* **REQUIRED TASK**
Rewrite the data below with "occurrence" swapped for "instance" wherever it appears, leaving everything else unchanged.

* **RECORDS PROVIDED**
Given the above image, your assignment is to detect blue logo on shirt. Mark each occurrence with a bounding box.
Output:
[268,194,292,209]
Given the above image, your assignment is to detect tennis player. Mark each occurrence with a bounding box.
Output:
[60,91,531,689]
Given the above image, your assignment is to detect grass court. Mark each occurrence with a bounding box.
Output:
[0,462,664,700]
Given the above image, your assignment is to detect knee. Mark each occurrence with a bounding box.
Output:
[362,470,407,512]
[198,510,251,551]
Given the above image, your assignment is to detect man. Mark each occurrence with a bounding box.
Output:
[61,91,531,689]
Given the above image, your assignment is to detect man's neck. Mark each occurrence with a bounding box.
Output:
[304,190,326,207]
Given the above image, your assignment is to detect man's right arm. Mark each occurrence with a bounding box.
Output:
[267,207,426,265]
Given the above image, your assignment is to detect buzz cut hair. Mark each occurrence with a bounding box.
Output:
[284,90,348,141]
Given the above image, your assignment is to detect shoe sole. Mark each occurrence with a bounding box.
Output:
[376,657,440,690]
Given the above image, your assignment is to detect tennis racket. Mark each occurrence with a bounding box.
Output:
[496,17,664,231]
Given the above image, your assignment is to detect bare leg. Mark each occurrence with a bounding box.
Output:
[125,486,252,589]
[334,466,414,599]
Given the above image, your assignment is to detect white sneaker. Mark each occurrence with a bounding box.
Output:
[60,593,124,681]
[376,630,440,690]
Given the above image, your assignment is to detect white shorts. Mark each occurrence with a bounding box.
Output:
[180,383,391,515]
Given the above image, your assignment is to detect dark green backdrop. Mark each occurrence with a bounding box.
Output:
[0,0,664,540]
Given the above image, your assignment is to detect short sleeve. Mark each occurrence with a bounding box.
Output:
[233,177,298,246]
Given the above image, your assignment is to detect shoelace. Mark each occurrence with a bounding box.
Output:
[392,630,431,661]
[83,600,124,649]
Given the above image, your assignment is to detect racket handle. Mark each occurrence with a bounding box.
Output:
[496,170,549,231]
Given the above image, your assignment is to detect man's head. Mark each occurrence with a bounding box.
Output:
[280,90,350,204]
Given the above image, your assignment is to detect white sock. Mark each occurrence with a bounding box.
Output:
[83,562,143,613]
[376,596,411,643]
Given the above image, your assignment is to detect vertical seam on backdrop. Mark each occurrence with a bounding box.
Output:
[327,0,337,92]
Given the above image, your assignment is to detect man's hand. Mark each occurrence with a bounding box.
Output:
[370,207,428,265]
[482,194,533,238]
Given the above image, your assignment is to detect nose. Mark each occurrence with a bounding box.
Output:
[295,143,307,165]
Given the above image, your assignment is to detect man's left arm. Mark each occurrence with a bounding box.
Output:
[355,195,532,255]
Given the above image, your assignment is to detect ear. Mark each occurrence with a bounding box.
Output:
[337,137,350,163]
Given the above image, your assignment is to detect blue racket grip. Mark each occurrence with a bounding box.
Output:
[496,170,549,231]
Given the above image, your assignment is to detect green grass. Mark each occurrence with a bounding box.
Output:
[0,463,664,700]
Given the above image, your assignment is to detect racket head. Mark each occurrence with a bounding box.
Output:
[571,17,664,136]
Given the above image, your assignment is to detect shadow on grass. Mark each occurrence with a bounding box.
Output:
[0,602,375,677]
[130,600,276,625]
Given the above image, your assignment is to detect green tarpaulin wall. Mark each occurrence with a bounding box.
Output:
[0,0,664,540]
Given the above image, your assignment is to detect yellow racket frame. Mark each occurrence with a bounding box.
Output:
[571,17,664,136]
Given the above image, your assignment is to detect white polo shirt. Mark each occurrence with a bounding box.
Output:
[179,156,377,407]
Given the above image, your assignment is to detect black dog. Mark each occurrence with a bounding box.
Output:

* **CORRECT ANSWER**
Given the above image, your assignment is to detect blue logo on shirt. Mark each instance with a bounding box.
Output:
[268,194,292,209]
Given the above image, your assignment is to detect tennis player. Mark each instance with a bounding box.
Output:
[60,91,531,689]
Given the above image, your assignment is to detect grass court. Mark each instance with a bounding box.
Output:
[0,462,664,700]
Given the above image, your assignment is to detect knee. Mark each instance with a bounding box.
Output:
[362,470,407,512]
[198,510,251,551]
Given the above image, your assignment is to detect man. Mark each instance with a bounding box.
Output:
[61,91,531,689]
Given the above image, your assignment is to detect man's neck. Mark each instance with a bounding box.
Output:
[304,190,326,207]
Given the above image, your assignment is to detect man's right arm. Mark each instance with a bounding box.
Output:
[267,207,426,265]
Given the above image, your assignment is to detect buzz cut hair. Mark each instance with a bounding box.
Output:
[284,90,348,141]
Given the above image, your assignment is to detect shoe sole. Mark each instance with a bounding box.
Output:
[376,657,440,690]
Given the above image, your assignment is to detect tennis racket. Mark each instance with a bounding box.
Output:
[496,17,664,231]
Given the above image, your assignment is to detect bare leg. Mark each instance with a bounding box.
Output:
[125,486,252,589]
[334,466,414,599]
Given the above image, your assignment is to detect white sneaker. Mark each instance with a bounding box.
Output:
[60,593,124,681]
[376,630,440,690]
Given the above image, your assignment is to detect white shorts. Mark each instance with a bounding box.
Output:
[180,383,391,515]
Given the above image, your assignment is to detect dark green backdrop. Mark each instance with a bounding box.
Output:
[0,0,664,540]
Given the above image, your assignment is to detect short sleeve. Mark each instance with a bounding box.
Output:
[233,177,298,246]
Given the above image, your assignment is to detect shoelace. Mark each instance with a bounding box.
Output:
[392,630,431,661]
[83,600,124,649]
Given the above image, your assignment is to detect racket handle. Mark each instance with a bounding box.
Output:
[496,170,549,231]
Given the above image, your assignment is to detect man's head. Mark each instance with a bounding box.
Output:
[280,90,350,204]
Given the above image, your assignment is to detect white sock. Mark each instance with a bounding box.
Output:
[83,562,143,613]
[376,596,411,643]
Given the above image, your assignment is to detect vertical seam on backdrop. Mark each instance with a bounding box.
Output:
[327,0,337,92]
Given the above image, your assignment is to detect man's hand. Mark each instance with a bounding box.
Output:
[370,207,428,265]
[482,194,533,238]
Given the above image, your assignment is to detect nose. Mark each instance with a bounding box.
Output:
[295,143,307,165]
Given the above image, your assignment is to detect man's left arm. Mark each instance with a bounding box.
Output:
[355,195,532,255]
Given the above image, your assignment is to detect ear. Mark each instance with a bounding box.
Output:
[337,137,350,163]
Given the above image, your assignment is to detect blue racket grip. Mark each instance with a bounding box.
Output:
[496,170,549,231]
Given the above image, your assignment is to detect green grass. Mark each instance with a bounding box.
Output:
[0,463,664,700]
Given the above image, your assignment is to detect racket head. Mark each instance with a bounding box.
Output:
[571,17,664,136]
Given the above image, your assignment is to detect shadow on grass. Mark each instance with a bounding box.
Output:
[0,602,375,677]
[130,600,276,625]
Given the above image, your assignment is to detect green tarpaulin wall. Mark each instance with a bounding box.
Output:
[0,0,664,540]
Given the above image, your assignment is to detect yellow racket frame. Mark each instance with a bounding box.
Output:
[571,17,664,136]
Given the above image, your assignment is to detect white polo shirt. Mark each instance with a bounding box.
Output:
[179,156,377,407]
Given the above image, your assignment is to detect black dog. Mark each instance with a bounding box.
Output:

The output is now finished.